#### [Assignment]
Copy out every line of the data where the word "stone" is found.

Collected data:
____________

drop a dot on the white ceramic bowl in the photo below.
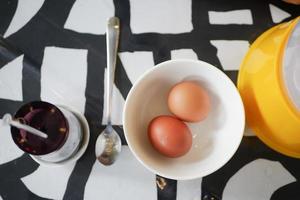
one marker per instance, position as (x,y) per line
(215,139)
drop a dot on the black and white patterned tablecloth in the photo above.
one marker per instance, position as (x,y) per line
(65,39)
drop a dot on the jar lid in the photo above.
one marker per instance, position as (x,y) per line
(291,67)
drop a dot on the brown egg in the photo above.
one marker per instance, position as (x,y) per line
(169,136)
(189,101)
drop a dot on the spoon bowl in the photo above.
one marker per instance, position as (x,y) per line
(108,144)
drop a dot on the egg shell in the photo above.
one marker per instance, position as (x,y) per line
(170,136)
(189,101)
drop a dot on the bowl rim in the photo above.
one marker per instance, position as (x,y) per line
(157,67)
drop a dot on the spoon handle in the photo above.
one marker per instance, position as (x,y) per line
(112,41)
(7,120)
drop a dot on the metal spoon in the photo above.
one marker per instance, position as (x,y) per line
(8,120)
(108,144)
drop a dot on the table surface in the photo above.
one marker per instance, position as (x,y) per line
(66,41)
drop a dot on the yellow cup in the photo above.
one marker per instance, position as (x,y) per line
(270,112)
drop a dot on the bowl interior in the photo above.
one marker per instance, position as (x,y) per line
(214,140)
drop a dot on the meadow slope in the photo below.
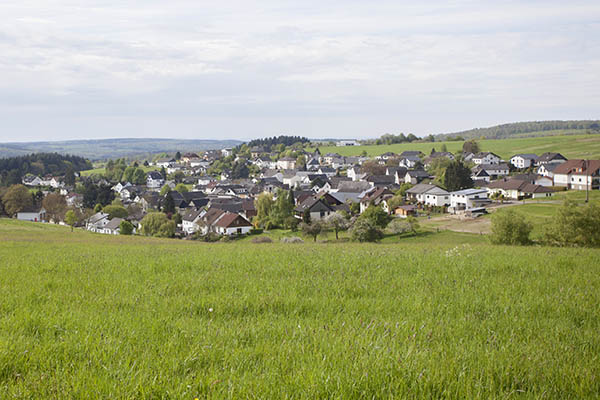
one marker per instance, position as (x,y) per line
(91,316)
(571,146)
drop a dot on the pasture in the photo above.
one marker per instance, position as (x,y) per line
(571,146)
(91,316)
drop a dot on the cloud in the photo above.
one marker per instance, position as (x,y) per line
(315,68)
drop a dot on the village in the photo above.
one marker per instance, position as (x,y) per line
(202,196)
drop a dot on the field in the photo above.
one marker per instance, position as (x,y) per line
(91,316)
(573,146)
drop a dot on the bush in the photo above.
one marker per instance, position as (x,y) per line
(575,226)
(510,227)
(292,239)
(262,239)
(365,230)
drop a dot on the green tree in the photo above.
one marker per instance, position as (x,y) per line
(337,222)
(157,224)
(70,219)
(313,229)
(115,211)
(574,225)
(457,177)
(471,146)
(264,205)
(365,230)
(125,228)
(181,188)
(376,215)
(16,199)
(510,227)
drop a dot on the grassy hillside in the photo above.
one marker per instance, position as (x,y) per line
(91,316)
(575,146)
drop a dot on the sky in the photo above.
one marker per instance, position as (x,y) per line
(77,69)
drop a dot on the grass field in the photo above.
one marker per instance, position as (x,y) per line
(573,146)
(92,316)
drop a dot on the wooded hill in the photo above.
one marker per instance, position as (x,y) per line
(526,129)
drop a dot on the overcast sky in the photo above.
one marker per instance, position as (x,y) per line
(76,69)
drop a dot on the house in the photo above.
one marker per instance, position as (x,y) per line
(518,189)
(191,220)
(468,199)
(416,176)
(578,174)
(550,158)
(405,210)
(232,224)
(547,170)
(523,161)
(343,143)
(112,227)
(32,214)
(377,196)
(494,171)
(154,180)
(97,222)
(485,157)
(286,163)
(429,194)
(316,206)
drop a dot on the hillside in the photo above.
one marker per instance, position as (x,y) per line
(113,148)
(94,316)
(527,129)
(576,146)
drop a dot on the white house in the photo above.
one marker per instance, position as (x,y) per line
(32,215)
(467,199)
(154,180)
(485,157)
(286,163)
(232,224)
(522,161)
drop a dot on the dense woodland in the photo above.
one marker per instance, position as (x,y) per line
(507,130)
(12,170)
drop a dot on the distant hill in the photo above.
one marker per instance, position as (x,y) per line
(526,129)
(113,148)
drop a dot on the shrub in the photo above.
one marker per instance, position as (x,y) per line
(365,230)
(292,239)
(510,227)
(262,239)
(574,225)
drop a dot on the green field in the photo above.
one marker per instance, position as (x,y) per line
(92,316)
(573,146)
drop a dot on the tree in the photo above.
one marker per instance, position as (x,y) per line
(364,230)
(70,219)
(115,211)
(402,225)
(181,188)
(337,222)
(139,176)
(457,177)
(510,227)
(264,205)
(164,190)
(125,228)
(574,226)
(471,146)
(157,224)
(168,204)
(55,206)
(17,198)
(312,229)
(376,215)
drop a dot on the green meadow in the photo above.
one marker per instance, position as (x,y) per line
(571,146)
(443,316)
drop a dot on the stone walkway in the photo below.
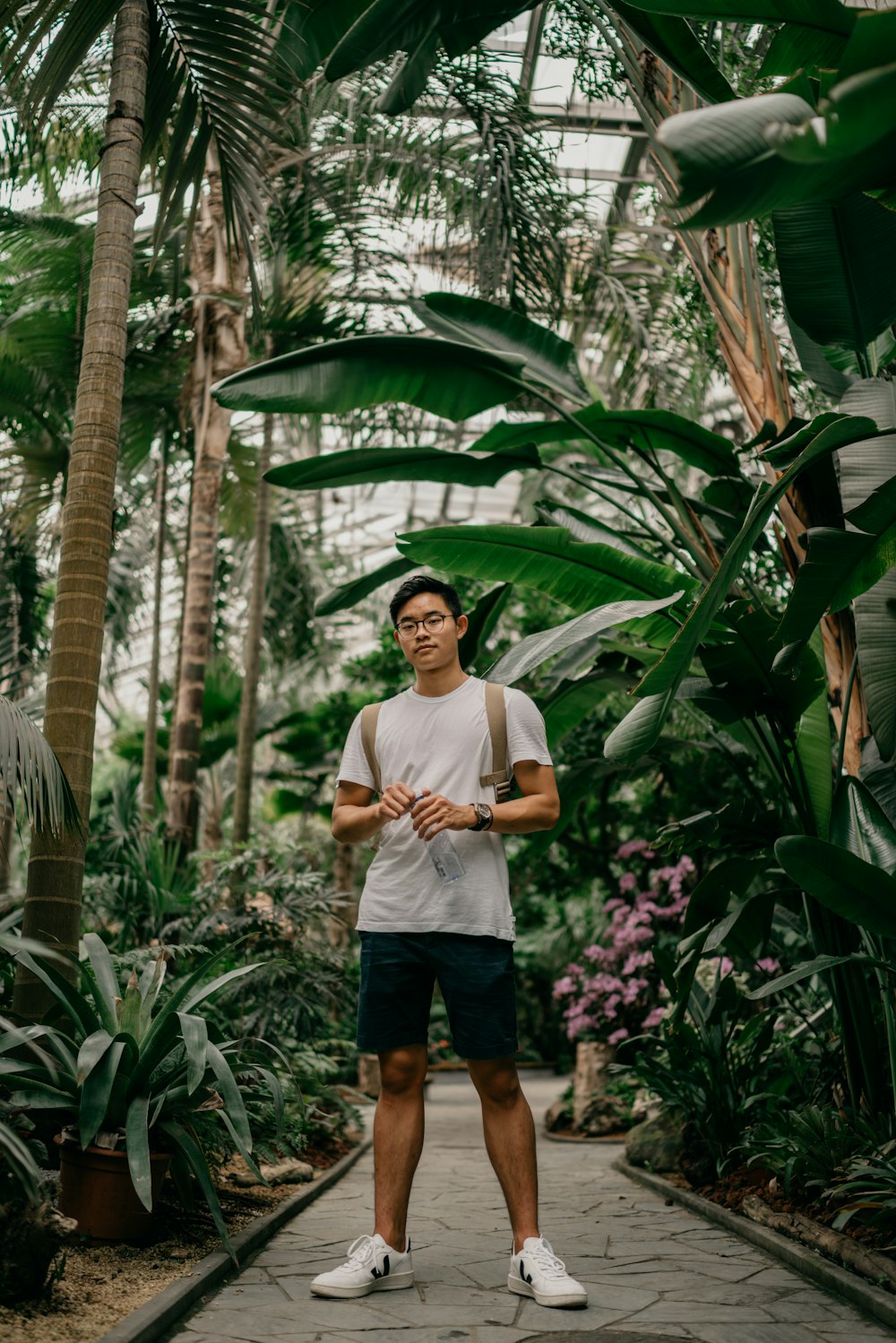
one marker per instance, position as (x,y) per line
(653,1270)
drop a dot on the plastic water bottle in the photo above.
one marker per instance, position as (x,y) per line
(444,855)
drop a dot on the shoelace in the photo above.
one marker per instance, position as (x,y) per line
(546,1260)
(359,1252)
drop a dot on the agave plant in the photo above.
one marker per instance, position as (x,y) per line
(125,1073)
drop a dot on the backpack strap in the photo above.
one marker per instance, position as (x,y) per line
(495,715)
(370,713)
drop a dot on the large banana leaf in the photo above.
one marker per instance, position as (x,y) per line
(382,465)
(349,594)
(538,648)
(825,15)
(857,891)
(446,377)
(481,622)
(836,269)
(675,42)
(866,468)
(814,750)
(548,358)
(860,825)
(543,557)
(642,726)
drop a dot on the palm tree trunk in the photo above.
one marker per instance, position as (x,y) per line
(252,661)
(151,734)
(56,868)
(220,281)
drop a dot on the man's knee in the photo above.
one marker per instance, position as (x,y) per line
(495,1080)
(403,1071)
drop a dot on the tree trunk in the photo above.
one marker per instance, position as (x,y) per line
(56,868)
(220,282)
(724,263)
(151,734)
(252,661)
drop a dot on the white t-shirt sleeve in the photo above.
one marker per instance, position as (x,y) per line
(354,767)
(527,735)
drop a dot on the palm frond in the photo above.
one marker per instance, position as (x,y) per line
(30,766)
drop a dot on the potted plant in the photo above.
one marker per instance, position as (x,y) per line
(128,1081)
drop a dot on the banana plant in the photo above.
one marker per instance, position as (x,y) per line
(124,1073)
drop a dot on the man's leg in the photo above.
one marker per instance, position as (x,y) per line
(398,1138)
(509,1141)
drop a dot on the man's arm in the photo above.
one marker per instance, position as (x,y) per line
(357,817)
(538,809)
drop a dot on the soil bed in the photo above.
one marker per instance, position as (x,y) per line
(732,1189)
(101,1284)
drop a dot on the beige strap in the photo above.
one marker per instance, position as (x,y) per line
(370,713)
(495,715)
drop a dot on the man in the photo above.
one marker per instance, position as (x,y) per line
(433,745)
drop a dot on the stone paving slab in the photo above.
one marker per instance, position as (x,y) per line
(653,1270)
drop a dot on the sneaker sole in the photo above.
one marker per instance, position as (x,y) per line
(521,1288)
(392,1283)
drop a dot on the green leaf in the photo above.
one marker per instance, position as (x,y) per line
(81,1012)
(137,1149)
(349,594)
(99,1061)
(814,361)
(538,648)
(814,750)
(543,557)
(108,986)
(445,377)
(860,825)
(675,42)
(712,142)
(548,358)
(866,468)
(231,1096)
(29,767)
(382,465)
(582,527)
(575,700)
(839,880)
(839,565)
(797,47)
(662,680)
(805,970)
(185,1143)
(834,263)
(481,622)
(823,15)
(195,1036)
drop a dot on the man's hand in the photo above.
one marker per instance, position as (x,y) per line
(435,813)
(395,801)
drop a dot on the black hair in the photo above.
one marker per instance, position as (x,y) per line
(421,583)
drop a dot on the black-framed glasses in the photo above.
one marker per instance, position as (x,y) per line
(432,624)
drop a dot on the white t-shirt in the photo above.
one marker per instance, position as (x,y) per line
(443,745)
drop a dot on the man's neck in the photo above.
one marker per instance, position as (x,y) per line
(441,681)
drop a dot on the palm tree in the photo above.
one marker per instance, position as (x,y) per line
(209,85)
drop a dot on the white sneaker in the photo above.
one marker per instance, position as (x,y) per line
(371,1267)
(538,1272)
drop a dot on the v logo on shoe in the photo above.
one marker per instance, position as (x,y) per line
(376,1272)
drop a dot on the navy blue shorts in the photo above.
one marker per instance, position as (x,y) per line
(476,976)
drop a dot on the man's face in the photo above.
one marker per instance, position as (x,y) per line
(429,650)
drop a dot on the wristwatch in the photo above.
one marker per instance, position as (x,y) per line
(484,815)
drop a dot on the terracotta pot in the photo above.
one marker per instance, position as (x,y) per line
(590,1077)
(96,1190)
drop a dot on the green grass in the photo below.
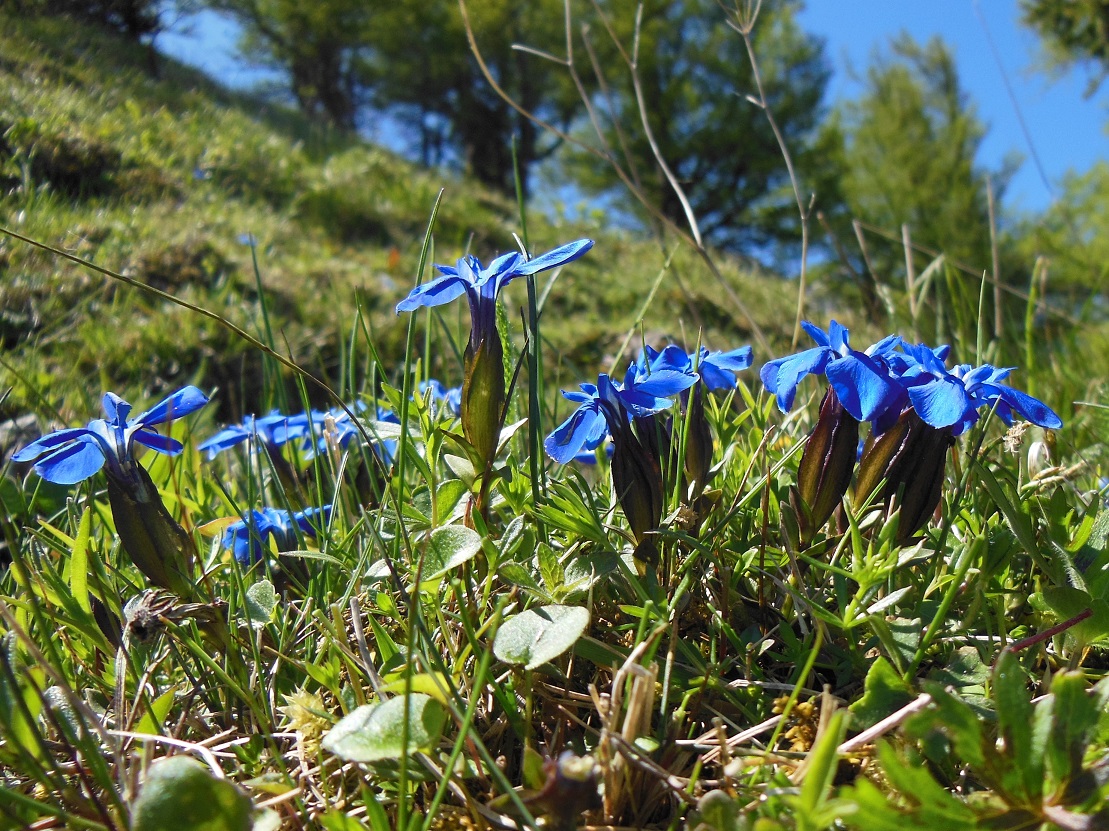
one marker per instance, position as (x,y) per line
(724,687)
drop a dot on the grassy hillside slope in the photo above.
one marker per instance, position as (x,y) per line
(163,179)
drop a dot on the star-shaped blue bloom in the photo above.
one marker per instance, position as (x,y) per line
(72,455)
(247,537)
(937,396)
(985,388)
(251,428)
(608,407)
(862,383)
(715,370)
(481,285)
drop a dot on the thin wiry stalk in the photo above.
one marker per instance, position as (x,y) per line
(744,24)
(628,181)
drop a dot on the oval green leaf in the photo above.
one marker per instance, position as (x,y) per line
(374,732)
(448,548)
(181,794)
(537,636)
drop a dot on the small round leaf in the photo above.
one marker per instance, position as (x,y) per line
(448,548)
(181,794)
(537,636)
(374,732)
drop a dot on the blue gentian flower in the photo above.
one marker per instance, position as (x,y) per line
(714,370)
(938,397)
(608,406)
(247,537)
(984,387)
(862,383)
(72,455)
(481,401)
(481,285)
(251,428)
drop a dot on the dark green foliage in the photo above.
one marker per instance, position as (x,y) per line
(133,18)
(695,77)
(1074,31)
(1034,767)
(909,147)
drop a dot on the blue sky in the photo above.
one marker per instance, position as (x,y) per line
(1067,131)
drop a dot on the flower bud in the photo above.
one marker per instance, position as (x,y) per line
(482,397)
(155,543)
(637,478)
(911,457)
(826,465)
(698,445)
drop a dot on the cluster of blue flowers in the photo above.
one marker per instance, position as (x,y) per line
(72,455)
(892,375)
(607,406)
(247,537)
(915,404)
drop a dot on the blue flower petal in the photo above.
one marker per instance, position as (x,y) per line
(862,385)
(663,382)
(718,370)
(555,257)
(816,333)
(115,408)
(1030,408)
(434,293)
(940,402)
(792,370)
(158,442)
(72,463)
(48,443)
(179,404)
(570,436)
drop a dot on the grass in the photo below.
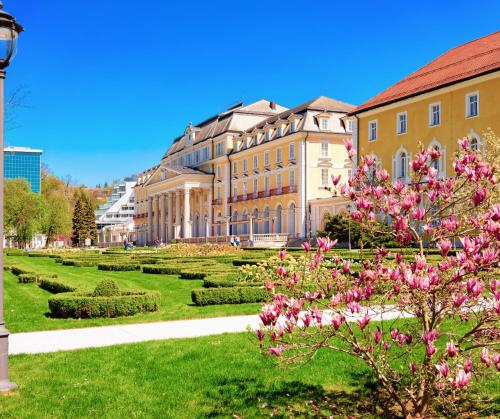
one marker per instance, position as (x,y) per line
(217,376)
(26,307)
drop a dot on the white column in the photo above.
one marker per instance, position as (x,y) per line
(170,216)
(187,213)
(210,212)
(162,218)
(177,214)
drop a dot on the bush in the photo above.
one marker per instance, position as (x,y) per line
(239,262)
(193,275)
(106,288)
(233,295)
(20,271)
(27,278)
(86,306)
(55,287)
(159,269)
(118,267)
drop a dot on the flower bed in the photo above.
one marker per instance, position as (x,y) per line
(85,305)
(232,295)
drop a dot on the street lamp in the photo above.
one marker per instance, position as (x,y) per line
(9,32)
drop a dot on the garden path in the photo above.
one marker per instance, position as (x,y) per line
(71,339)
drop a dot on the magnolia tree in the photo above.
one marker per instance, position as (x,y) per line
(423,317)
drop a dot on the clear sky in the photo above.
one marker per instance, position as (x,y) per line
(112,82)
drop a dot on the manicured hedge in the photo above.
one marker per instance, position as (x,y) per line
(55,287)
(118,267)
(241,262)
(159,269)
(233,295)
(85,306)
(27,278)
(192,275)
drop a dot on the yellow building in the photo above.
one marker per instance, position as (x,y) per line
(251,171)
(456,95)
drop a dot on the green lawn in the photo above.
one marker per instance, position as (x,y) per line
(218,376)
(26,307)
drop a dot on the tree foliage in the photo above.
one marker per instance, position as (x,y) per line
(391,308)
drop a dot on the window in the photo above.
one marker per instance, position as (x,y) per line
(403,165)
(472,104)
(324,149)
(372,130)
(401,124)
(324,177)
(434,114)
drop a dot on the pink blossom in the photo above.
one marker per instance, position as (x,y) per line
(443,369)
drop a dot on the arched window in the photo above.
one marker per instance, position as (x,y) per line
(266,220)
(278,226)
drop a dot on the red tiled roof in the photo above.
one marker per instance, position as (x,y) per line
(472,59)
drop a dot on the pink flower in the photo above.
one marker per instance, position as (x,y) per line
(336,180)
(461,379)
(443,369)
(364,321)
(276,351)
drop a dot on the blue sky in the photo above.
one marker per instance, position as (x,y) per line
(113,82)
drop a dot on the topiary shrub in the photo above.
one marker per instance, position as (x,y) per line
(55,287)
(27,278)
(106,288)
(192,275)
(118,267)
(162,270)
(86,305)
(233,295)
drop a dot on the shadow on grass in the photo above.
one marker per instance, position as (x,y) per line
(249,398)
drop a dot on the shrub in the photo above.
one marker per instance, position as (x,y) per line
(193,275)
(20,271)
(55,287)
(27,278)
(86,306)
(233,295)
(106,288)
(159,269)
(239,262)
(118,267)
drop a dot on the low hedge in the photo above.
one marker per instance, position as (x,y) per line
(192,275)
(162,270)
(118,267)
(233,295)
(241,262)
(27,278)
(86,306)
(55,287)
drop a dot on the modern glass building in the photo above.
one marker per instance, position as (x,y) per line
(23,162)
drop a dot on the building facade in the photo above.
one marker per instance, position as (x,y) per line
(251,171)
(25,163)
(115,218)
(455,95)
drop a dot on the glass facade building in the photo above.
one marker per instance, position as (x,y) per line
(23,162)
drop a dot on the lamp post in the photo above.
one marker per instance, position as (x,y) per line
(9,32)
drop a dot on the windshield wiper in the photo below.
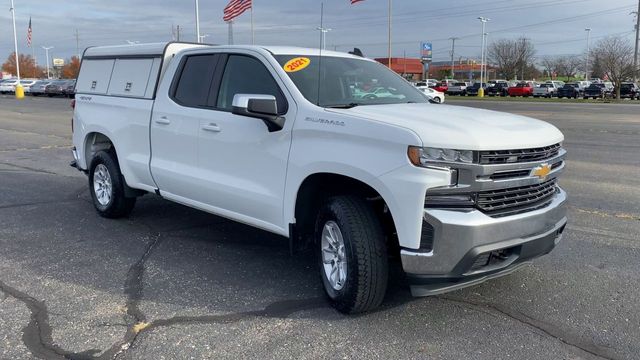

____________

#### [Answer below]
drop a dot on the stone walkway in the photo below.
drop a dot on the stone paving slab in the photo above.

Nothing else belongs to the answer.